* **What the exercise asks**
Copy the lines below, swapping "even-odd rule" for "nonzero rule" wherever it appears and changing nothing else.

* **Records provided**
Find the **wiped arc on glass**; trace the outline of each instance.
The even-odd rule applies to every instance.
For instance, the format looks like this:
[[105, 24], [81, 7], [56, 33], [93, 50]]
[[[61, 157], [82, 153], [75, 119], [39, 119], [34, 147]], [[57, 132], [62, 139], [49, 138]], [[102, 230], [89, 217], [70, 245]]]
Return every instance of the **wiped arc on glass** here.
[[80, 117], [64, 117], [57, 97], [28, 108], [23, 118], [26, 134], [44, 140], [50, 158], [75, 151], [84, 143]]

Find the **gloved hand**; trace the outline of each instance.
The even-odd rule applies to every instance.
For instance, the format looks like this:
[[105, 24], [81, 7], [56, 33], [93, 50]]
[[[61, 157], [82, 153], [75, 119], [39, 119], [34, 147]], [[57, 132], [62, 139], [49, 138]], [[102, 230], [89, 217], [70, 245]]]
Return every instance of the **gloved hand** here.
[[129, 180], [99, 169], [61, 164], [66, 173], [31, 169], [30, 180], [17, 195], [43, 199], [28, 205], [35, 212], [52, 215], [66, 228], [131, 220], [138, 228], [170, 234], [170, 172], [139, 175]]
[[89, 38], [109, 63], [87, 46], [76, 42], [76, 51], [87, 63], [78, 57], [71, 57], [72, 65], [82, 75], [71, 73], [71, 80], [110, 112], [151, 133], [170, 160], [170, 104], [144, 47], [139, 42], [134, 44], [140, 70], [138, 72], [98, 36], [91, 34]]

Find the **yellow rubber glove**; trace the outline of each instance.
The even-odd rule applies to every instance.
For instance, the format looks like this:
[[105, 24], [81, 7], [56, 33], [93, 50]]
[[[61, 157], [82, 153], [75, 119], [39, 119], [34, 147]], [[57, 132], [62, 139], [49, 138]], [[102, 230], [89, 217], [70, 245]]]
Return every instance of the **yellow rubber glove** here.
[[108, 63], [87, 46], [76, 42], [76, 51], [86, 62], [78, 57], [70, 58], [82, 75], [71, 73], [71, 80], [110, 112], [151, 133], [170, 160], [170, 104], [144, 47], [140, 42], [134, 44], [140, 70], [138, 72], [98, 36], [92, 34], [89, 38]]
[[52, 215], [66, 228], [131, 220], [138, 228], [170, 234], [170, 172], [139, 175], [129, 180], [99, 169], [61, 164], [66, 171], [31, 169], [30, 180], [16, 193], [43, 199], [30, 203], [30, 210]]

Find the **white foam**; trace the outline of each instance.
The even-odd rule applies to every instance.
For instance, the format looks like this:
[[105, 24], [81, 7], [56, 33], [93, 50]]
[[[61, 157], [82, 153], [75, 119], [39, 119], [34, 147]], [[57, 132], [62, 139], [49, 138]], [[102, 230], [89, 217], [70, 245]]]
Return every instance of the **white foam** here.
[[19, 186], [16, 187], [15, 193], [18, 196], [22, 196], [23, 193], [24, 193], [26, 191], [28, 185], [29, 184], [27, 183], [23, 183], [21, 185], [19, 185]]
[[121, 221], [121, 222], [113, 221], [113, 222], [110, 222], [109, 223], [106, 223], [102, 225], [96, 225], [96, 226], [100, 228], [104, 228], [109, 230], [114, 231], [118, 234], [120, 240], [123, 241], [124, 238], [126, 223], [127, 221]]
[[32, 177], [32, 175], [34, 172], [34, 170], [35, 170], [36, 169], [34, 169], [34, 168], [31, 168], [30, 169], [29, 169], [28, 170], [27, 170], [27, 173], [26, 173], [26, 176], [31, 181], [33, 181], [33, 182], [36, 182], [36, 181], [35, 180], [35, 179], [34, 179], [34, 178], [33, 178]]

* **The solution**
Find the **wiped arc on glass**; trace the outline of each instance.
The nonzero rule applies to every instance.
For instance, the format looks like this:
[[105, 24], [81, 7], [56, 33], [93, 50]]
[[[61, 157], [82, 153], [75, 119], [39, 119], [34, 147]], [[57, 132], [62, 139], [49, 138]], [[102, 230], [89, 217], [70, 245]]]
Return every instance of the **wiped arc on glass** here.
[[80, 117], [64, 117], [57, 97], [28, 108], [23, 118], [26, 134], [44, 140], [50, 158], [75, 151], [84, 143]]

Find the **gloved hand**; trace the outline of each instance.
The nonzero rule applies to every instance.
For instance, the format looks like this:
[[105, 24], [81, 7], [56, 33], [93, 50]]
[[[61, 157], [82, 153], [75, 119], [39, 119], [34, 147]], [[57, 132], [62, 139], [49, 138]], [[102, 230], [89, 217], [70, 245]]]
Return every instance of the **gloved hand** here.
[[129, 180], [99, 169], [61, 164], [66, 173], [31, 169], [30, 180], [17, 195], [43, 199], [28, 205], [35, 212], [52, 215], [66, 228], [131, 220], [138, 228], [170, 234], [170, 172], [139, 175]]
[[89, 38], [109, 63], [87, 46], [76, 42], [76, 51], [87, 63], [78, 57], [71, 57], [72, 65], [82, 75], [71, 73], [71, 80], [110, 112], [151, 133], [170, 160], [170, 104], [144, 47], [139, 42], [134, 44], [140, 70], [138, 72], [98, 36], [91, 34]]

Find the **yellow rubber glove**; trace the outline of each instance.
The nonzero rule applies to every instance.
For instance, the format looks like this:
[[105, 24], [81, 7], [56, 33], [93, 50]]
[[[61, 157], [82, 153], [75, 119], [39, 119], [34, 147]], [[57, 132], [62, 139], [49, 138]], [[102, 230], [89, 217], [70, 245]]]
Return every instance of the **yellow rubber glove** here.
[[108, 63], [87, 46], [76, 42], [76, 51], [86, 62], [78, 57], [70, 58], [82, 75], [71, 73], [71, 80], [110, 112], [151, 133], [170, 160], [170, 104], [144, 47], [140, 42], [134, 44], [140, 70], [138, 72], [98, 36], [92, 34], [89, 38]]
[[52, 215], [66, 228], [131, 220], [138, 228], [170, 234], [170, 172], [139, 175], [129, 180], [99, 169], [61, 164], [66, 171], [31, 169], [30, 180], [16, 193], [43, 199], [30, 203], [30, 210]]

Find the **white foam**; trace the outline of each instance.
The nonzero rule applies to every instance.
For instance, the format looks like this:
[[105, 24], [81, 7], [56, 33], [93, 50]]
[[[61, 157], [82, 153], [75, 119], [39, 119], [34, 147]], [[57, 132], [62, 139], [49, 138]], [[102, 230], [89, 217], [70, 245]]]
Return every instance of the **white foam** here.
[[19, 186], [16, 187], [15, 193], [18, 196], [22, 196], [23, 193], [24, 193], [26, 191], [28, 185], [29, 184], [27, 183], [23, 183], [21, 185], [19, 185]]
[[121, 221], [121, 222], [113, 221], [113, 222], [110, 222], [109, 223], [106, 223], [102, 225], [96, 225], [96, 226], [100, 228], [104, 228], [109, 230], [114, 231], [118, 234], [120, 240], [123, 241], [124, 238], [126, 223], [127, 221]]
[[32, 177], [32, 175], [34, 172], [34, 170], [35, 170], [36, 169], [34, 169], [34, 168], [31, 168], [30, 169], [29, 169], [28, 170], [27, 170], [27, 173], [26, 173], [26, 176], [31, 181], [33, 181], [33, 182], [36, 182], [36, 181], [35, 180], [35, 179], [34, 179], [34, 178], [33, 178]]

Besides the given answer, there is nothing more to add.